### [EXERCISE SET]
**a.** In the GitLab update, why did the author hold back projects that asked to migrate before this announcement? Answer in one to three sentences.
**b.** Count the lines in the rows that contain the word "elderly" and give only that number.

### [READING PASSAGE]
* * * * * * *
GitLab update: Moving to the next step

2017-12-06 Thread Carlos Soriano
Hello community,

I have good news, after few meetings and discussions with GitLab we reached
an agreement on a way to bring the features we need and to fix our most
important blockers

in a reasonable time and in a way that are synced with us. Their team will
fix our blockers in the next 1-2 months, most of them will be fix in the
release of 22th of December and the rest if everything goes well in the
release of 22th of January. The one left that will be an ongoing effort out
of those 2 months is a richer UI experience for duplicates, which is going
to be an ongoing effort.

Apologies for the blockage for those that regularly asked to migrate their
project, I wanted to make sure we are doing things in the right steps. I
also wanted to make sure that I get feedback and comments about the
initiative all around in my effort to make a representation of the
community for taking these decisions. Now it's the point where I'm
confident, the feedback and comments both inside and outside of our core
community has been largely that we should start our path to fully migrate
to GitLab.

So starting today we move forward to the next step, this means that all
projects that want to migrate are free to migrate. I'm also coordinating
with some core apps for a migration in the upcoming month (e.g. Documents,
Photos, Boxes), with other core projects to be migrated once we have in
GitLab the features we need (i.e. Software, Shell, Mutter), and more
platform-ish core projects like gtk+, glib etc. to be taken their time to
ensure their migration is smooth. All depends individually of the project
and the maintainer, of course.
* * * * * * *
### [ROWS]
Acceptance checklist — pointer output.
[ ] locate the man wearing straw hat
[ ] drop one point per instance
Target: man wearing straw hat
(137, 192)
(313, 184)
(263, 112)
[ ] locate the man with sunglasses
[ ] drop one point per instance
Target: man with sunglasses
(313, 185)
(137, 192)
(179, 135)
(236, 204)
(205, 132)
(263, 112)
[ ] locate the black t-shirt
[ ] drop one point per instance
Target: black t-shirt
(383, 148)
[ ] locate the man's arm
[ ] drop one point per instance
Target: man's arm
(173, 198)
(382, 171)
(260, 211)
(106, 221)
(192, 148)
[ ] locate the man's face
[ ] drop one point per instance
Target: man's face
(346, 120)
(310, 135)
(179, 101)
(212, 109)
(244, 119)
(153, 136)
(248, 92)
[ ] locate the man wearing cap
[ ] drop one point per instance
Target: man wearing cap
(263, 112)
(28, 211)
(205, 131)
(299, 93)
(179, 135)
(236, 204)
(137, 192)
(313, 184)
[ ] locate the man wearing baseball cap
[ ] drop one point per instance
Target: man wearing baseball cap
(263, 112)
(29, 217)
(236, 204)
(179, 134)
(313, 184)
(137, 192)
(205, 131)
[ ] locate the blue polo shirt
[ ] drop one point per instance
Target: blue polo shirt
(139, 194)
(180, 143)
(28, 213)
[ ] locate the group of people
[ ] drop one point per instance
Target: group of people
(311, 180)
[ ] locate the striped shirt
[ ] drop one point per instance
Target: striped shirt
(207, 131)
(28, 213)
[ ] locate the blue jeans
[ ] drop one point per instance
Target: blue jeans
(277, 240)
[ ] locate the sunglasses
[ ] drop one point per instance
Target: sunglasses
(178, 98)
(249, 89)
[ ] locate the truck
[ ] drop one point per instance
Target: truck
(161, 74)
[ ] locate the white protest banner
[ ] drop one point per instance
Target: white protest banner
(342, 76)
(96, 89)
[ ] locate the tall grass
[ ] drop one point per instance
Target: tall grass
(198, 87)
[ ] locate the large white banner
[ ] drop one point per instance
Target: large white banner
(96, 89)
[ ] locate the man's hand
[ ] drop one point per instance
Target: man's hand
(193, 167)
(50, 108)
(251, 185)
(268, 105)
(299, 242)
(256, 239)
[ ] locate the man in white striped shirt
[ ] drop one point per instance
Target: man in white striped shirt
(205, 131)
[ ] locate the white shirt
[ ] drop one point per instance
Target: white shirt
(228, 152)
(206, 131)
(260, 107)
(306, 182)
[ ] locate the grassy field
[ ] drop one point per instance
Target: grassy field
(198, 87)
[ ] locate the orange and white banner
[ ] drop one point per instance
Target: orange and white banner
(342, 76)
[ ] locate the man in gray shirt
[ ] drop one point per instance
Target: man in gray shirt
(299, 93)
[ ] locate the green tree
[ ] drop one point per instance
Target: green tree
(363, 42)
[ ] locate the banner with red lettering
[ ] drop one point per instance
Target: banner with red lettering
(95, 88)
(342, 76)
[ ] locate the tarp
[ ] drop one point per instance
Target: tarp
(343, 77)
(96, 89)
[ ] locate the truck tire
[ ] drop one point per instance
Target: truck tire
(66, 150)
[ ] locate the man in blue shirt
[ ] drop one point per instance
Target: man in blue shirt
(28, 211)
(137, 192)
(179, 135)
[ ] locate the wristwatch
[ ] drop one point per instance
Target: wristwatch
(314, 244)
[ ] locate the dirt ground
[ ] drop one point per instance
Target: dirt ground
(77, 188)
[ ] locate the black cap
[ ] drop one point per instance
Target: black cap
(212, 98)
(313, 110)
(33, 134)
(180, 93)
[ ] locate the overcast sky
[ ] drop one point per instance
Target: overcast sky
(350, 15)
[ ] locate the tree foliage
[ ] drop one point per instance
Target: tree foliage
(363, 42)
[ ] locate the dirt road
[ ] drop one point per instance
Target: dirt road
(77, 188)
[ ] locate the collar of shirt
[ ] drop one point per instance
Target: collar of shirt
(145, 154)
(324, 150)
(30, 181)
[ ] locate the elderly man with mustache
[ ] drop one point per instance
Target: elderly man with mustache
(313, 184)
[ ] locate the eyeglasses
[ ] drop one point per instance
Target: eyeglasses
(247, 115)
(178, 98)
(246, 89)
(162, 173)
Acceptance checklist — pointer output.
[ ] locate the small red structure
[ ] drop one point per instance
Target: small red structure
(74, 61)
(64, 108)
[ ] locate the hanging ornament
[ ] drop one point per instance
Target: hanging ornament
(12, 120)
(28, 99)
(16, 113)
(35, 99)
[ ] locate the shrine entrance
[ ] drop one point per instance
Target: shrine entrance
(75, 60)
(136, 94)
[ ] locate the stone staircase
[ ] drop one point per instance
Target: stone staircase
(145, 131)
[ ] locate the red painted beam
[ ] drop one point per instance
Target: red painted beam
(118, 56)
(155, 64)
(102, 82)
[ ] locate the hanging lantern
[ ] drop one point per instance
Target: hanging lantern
* * * * * * *
### [RESULTS OF THE TASKS]
**a.** The author wanted to make sure things were done in the right steps. They also wanted to collect feedback and comments about the initiative from all around, so that the decisions would represent the community.

**b.** 2